Verilen Metin =>

★ ★ ★ ★ ★ ★ ★

145-147- Andolsun ki sen, o Kitap verilmiş olanlara, hangi delili getirirsen getir, yine de senin kıblene tabi olmazlar. Sen de onların kıblesine uyacak değilsin. Zaten onlar da birbirlerinin kıblesine uymazlar. Yine andolsun ki, sana gelen bunca bilgiden sonra, sen onların arzu ve hevalarına uyacak olursan, o takdirde sen de zalimlerden olursun. Şu, kendilerine Kitap verdiklerimiz, onu kendi oğullarını tanıdıkları gibi tanırlar. Buna rağmen onlardan bir kesim bile bile gerçeği gizliyorlar. Gerçek / Hak, Rabbindendir. O halde, sakın şüpheye düşenlerden olma! (Bakara Suresi 145-147)

9.8. Kıble Değişikliğine Müminlerin İkna Edilmeleri

Kıble değişikliği konusunda müminlerinde itirazları oldu. Onlarda peygamberimizin taşıdığı güvenlik endişesini taşıyorlardı. 

Cenab-ı Hak, müminlerin bu endişeleri karşısında aşağıdaki ikna edici hususları bildirdi;

·        “Her topluluğun ayrı hedef ve beklentileri ile ayrı değer yargılarının var olduğu,”

★ ★ ★ ★ ★ ★ ★

Veri Seti Materyali =>
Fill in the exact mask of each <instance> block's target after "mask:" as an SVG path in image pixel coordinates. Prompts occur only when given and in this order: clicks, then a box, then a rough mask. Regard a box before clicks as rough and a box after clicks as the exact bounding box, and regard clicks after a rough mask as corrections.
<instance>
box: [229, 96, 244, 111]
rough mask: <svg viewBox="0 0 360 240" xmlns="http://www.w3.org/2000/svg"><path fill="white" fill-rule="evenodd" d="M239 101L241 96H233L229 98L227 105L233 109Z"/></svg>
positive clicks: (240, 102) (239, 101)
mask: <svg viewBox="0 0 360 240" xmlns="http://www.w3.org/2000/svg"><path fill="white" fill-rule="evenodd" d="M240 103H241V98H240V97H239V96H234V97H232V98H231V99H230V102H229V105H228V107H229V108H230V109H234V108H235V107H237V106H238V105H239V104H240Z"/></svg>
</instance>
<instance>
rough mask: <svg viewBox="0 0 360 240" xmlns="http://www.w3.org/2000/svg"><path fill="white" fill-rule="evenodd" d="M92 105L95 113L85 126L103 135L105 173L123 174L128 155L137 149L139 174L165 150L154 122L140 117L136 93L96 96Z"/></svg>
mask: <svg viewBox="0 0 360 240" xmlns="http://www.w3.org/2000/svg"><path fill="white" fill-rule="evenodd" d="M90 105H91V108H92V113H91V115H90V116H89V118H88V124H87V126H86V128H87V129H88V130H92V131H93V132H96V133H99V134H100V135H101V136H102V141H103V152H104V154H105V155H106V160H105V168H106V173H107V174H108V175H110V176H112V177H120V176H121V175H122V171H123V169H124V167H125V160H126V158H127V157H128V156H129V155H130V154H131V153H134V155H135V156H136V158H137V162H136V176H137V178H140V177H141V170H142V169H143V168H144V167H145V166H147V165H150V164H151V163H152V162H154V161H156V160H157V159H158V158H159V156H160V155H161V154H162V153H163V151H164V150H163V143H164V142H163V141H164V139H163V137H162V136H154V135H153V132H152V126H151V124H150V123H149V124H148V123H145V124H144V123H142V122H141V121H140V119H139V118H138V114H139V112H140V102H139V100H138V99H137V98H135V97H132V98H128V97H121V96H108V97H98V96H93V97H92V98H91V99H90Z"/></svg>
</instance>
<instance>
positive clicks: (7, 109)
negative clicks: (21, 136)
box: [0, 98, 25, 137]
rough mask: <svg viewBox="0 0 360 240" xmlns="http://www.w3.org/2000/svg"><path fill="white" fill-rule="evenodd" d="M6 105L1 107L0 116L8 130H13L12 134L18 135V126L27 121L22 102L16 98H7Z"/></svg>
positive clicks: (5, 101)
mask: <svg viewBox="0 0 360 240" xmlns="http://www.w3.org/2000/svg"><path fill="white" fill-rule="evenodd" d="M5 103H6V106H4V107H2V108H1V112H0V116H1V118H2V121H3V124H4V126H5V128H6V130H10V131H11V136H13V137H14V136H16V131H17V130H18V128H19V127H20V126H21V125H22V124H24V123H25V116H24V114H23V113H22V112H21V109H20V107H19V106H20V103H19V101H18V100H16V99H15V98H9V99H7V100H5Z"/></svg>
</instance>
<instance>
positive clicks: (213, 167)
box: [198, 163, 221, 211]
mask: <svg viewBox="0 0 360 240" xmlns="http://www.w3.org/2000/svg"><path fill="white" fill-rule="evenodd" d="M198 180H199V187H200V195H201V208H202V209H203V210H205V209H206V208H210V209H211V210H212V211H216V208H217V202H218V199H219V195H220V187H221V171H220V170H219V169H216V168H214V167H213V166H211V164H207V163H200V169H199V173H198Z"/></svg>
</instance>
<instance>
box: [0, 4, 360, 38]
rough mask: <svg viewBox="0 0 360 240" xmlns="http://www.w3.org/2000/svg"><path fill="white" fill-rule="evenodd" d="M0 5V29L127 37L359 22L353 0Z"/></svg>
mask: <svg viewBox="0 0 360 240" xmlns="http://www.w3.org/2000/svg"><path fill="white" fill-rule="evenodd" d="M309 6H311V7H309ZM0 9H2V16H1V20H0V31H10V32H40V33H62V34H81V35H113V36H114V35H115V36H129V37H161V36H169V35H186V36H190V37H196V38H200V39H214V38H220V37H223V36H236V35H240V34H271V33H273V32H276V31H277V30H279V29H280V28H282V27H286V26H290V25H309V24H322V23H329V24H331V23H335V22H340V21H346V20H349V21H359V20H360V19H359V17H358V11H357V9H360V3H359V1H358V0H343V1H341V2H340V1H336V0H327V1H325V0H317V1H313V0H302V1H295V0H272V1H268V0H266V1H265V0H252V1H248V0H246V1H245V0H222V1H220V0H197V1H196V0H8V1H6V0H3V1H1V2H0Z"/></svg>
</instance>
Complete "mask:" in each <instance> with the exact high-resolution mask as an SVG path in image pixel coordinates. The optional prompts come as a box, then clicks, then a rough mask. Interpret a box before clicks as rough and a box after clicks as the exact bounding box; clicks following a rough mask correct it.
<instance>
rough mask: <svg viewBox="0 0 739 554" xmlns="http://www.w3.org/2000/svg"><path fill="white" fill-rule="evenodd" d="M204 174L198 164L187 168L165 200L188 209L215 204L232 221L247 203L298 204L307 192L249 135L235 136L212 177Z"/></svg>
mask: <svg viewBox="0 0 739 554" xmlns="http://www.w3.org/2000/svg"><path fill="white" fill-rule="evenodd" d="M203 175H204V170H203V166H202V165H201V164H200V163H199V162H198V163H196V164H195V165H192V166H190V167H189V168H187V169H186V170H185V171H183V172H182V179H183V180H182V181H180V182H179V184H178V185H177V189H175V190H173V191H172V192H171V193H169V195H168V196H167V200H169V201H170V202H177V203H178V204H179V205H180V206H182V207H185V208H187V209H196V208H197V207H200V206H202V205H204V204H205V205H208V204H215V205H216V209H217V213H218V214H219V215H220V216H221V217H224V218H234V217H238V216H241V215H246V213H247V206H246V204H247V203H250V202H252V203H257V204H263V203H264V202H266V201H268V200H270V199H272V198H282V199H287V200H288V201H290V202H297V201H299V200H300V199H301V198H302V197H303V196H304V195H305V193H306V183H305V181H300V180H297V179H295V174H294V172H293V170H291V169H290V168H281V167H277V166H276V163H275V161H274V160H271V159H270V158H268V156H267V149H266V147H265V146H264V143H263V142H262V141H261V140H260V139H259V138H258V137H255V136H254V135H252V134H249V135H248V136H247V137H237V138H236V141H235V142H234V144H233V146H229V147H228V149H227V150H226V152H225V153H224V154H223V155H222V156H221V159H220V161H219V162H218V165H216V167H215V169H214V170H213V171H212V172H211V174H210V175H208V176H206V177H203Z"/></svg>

★ ★ ★ ★ ★ ★ ★

Metinle İlgili Sorular =>
1/ Metinde "145-147- Andolsun ki" ile "(Bakara Suresi 145-147)" arasındaki bölümü, bu sözler de dahil olmak üzere, hiç değiştirmeden geri ver.
2/ Metne göre şu ifadeler doğru mu: (a) Kıble değişikliğine müminlerin de itiraz ettiği belirtiliyor; (b) Kitap verilenlerin birbirlerinin kıblesine uyduğu söyleniyor; (c) Kitap verilenlerin tamamının gerçeği bile bile gizlediği söyleniyor. Her biri için evet ya da hayır de ve kararı belirleyen sözleri metinden aynen alıntıla.
Bu materyalin metinle hiçbir bağlantısı yoktur.

Sıralı Yanıtlar =>
1/
145-147- Andolsun ki sen, o Kitap verilmiş olanlara, hangi delili getirirsen getir, yine de senin kıblene tabi olmazlar. Sen de onların kıblesine uyacak değilsin. Zaten onlar da birbirlerinin kıblesine uymazlar. Yine andolsun ki, sana gelen bunca bilgiden sonra, sen onların arzu ve hevalarına uyacak olursan, o takdirde sen de zalimlerden olursun. Şu, kendilerine Kitap verdiklerimiz, onu kendi oğullarını tanıdıkları gibi tanırlar. Buna rağmen onlardan bir kesim bile bile gerçeği gizliyorlar. Gerçek / Hak, Rabbindendir. O halde, sakın şüpheye düşenlerden olma! (Bakara Suresi 145-147)

2/
(a) Evet: "Kıble değişikliği konusunda müminlerinde itirazları oldu."
(b) Hayır: "Zaten onlar da birbirlerinin kıblesine uymazlar."
(c) Hayır: "Buna rağmen onlardan bir kesim bile bile gerçeği gizliyorlar."